::: Supplied passage
And so we think these structural reasons are going to continue to make the US–Mexico trade route extremely important. And that’s why Nuvocargo is continuing to build a massive business just serving this trade lane before we expand to others. To that end, most of our team is bilingual with a passion for international trade and logistics and shares an understanding of the intricacies of Mexican culture and the US cultural relationship. This sensitivity helps when dealing with carriers and shippers on both sides of the border.
McKinsey: Everyone’s concerned about the global supply crunch. What do you think can be done to address this?
Deepak Chhugani: There isn’t a simple answer to that, otherwise it would already be resolved. That said, there are many examples of what could be done to improve current supply chains. One part of the solution is having people who don’t directly manage port operations observe what’s going on at the ports, finding different unique ways to alleviate the congestion that’s clogging up supply chains worldwide. For instance, the CEO of Flexport toured the port of Long Beach [in California] and then posted some simple suggestions—such as ending height restrictions for container stacks—on Twitter that were picked up by local authorities.
And then there are the structural issues that are harder to solve, such as driver shortages. Even though people are obsessed with autonomous trucks, it’s going to be a while before we don’t have to rely on truck drivers. At the moment, the best thing that businesses can do to reduce the uncertainties of the supply chain is to have very good relationships with logistics providers and do the best they can to forecast their own demand, which is easier said than done.
::::::
::: Listed records
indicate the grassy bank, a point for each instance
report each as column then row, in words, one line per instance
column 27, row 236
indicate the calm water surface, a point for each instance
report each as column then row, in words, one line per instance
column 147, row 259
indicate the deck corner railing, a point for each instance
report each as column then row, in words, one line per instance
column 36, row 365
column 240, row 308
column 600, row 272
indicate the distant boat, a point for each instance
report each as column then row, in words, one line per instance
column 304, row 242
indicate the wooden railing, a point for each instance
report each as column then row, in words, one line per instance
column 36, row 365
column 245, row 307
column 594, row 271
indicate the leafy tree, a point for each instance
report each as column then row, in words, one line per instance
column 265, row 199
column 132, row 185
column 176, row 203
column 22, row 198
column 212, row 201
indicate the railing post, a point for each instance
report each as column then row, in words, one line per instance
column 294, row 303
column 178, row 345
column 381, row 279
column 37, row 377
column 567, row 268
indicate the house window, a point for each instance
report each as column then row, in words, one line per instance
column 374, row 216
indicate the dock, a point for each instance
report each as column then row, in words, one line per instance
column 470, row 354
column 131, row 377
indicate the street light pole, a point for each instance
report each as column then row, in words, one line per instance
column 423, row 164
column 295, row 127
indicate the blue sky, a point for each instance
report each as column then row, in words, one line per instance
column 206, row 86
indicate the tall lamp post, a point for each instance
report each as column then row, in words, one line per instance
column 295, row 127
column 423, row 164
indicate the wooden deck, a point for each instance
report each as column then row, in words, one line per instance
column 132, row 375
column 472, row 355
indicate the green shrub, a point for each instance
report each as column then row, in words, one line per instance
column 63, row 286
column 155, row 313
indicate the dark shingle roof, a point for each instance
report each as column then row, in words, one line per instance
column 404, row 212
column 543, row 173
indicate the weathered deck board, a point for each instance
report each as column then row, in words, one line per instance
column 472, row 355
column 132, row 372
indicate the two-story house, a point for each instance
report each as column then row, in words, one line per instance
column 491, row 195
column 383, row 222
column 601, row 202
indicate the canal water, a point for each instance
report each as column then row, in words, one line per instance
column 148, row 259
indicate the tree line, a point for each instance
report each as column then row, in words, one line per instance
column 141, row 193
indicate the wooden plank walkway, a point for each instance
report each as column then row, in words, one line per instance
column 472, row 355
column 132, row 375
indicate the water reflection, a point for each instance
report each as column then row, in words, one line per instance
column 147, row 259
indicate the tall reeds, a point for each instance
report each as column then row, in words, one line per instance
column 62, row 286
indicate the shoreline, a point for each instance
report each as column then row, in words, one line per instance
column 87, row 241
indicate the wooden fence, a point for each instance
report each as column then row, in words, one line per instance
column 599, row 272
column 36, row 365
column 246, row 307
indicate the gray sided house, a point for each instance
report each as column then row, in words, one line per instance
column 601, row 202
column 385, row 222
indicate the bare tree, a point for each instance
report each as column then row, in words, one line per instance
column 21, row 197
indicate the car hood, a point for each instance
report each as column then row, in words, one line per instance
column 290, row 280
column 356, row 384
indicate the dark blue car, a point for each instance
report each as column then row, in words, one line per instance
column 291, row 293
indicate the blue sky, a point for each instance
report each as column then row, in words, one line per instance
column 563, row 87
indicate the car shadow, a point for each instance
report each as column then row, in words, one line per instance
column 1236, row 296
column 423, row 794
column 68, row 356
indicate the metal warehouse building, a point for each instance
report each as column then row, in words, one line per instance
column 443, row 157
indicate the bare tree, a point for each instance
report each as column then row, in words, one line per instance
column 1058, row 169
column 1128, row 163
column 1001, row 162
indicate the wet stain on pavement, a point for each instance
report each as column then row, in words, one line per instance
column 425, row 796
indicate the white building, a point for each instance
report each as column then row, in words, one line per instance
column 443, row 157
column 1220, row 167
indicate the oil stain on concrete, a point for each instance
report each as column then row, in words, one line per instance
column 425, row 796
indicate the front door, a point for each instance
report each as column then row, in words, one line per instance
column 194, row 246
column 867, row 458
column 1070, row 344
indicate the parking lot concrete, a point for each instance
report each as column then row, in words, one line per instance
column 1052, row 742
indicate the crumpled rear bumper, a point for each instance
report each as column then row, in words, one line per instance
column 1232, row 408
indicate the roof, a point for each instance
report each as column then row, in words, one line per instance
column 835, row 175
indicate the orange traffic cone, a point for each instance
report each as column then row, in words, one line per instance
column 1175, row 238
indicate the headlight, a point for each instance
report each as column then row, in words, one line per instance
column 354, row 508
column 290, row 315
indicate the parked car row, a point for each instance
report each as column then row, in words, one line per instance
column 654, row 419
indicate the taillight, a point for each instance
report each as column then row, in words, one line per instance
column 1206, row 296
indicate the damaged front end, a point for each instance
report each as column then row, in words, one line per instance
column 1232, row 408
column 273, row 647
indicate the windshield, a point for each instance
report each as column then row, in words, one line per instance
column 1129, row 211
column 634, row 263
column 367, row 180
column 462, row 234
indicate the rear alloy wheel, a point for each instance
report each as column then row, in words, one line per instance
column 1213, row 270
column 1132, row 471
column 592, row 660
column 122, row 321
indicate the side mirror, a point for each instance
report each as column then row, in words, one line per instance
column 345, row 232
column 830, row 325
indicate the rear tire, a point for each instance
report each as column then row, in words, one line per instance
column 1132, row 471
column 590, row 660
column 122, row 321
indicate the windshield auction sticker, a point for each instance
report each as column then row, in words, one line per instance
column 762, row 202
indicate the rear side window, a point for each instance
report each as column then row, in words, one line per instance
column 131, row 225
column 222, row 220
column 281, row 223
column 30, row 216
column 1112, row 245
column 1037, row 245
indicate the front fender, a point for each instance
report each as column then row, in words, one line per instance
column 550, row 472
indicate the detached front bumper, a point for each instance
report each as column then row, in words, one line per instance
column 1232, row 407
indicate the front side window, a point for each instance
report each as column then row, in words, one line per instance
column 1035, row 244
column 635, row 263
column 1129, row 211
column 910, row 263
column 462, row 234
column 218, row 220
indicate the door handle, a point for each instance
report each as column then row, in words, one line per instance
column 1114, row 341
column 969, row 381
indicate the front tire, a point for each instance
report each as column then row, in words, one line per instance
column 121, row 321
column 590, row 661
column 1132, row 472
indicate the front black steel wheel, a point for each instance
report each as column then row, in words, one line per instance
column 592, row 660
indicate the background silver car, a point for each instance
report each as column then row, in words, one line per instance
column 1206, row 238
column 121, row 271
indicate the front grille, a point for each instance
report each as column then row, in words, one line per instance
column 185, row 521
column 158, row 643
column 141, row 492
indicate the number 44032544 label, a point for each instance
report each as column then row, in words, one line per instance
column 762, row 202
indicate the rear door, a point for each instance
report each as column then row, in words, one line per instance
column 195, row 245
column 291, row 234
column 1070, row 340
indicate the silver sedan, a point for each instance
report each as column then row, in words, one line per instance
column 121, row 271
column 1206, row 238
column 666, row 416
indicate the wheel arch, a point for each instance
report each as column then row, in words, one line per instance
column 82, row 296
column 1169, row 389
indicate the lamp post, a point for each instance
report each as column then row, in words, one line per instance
::::::
Complete the following -
1. Condense the paragraph of the supply chain interview that begins "And then there are the structural issues" into a shorter version that keeps its main facts.
2. Reproduce word for word the part of the supply chain interview that opens with the words containing "And so we think" and closes with "to address this?".

Your responses -
1. Some structural problems, such as driver shortages, are harder to solve. Despite the fascination with autonomous trucks, the industry will depend on truck drivers for some time. For now, businesses can best reduce supply chain uncertainty by keeping strong relationships with logistics providers and forecasting their own demand as well as they can, which is easier said than done.

2.
And so we think these structural reasons are going to continue to make the US–Mexico trade route extremely important. And that’s why Nuvocargo is continuing to build a massive business just serving this trade lane before we expand to others. To that end, most of our team is bilingual with a passion for international trade and logistics and shares an understanding of the intricacies of Mexican culture and the US cultural relationship. This sensitivity helps when dealing with carriers and shippers on both sides of the border.
McKinsey: Everyone’s concerned about the global supply crunch. What do you think can be done to address this?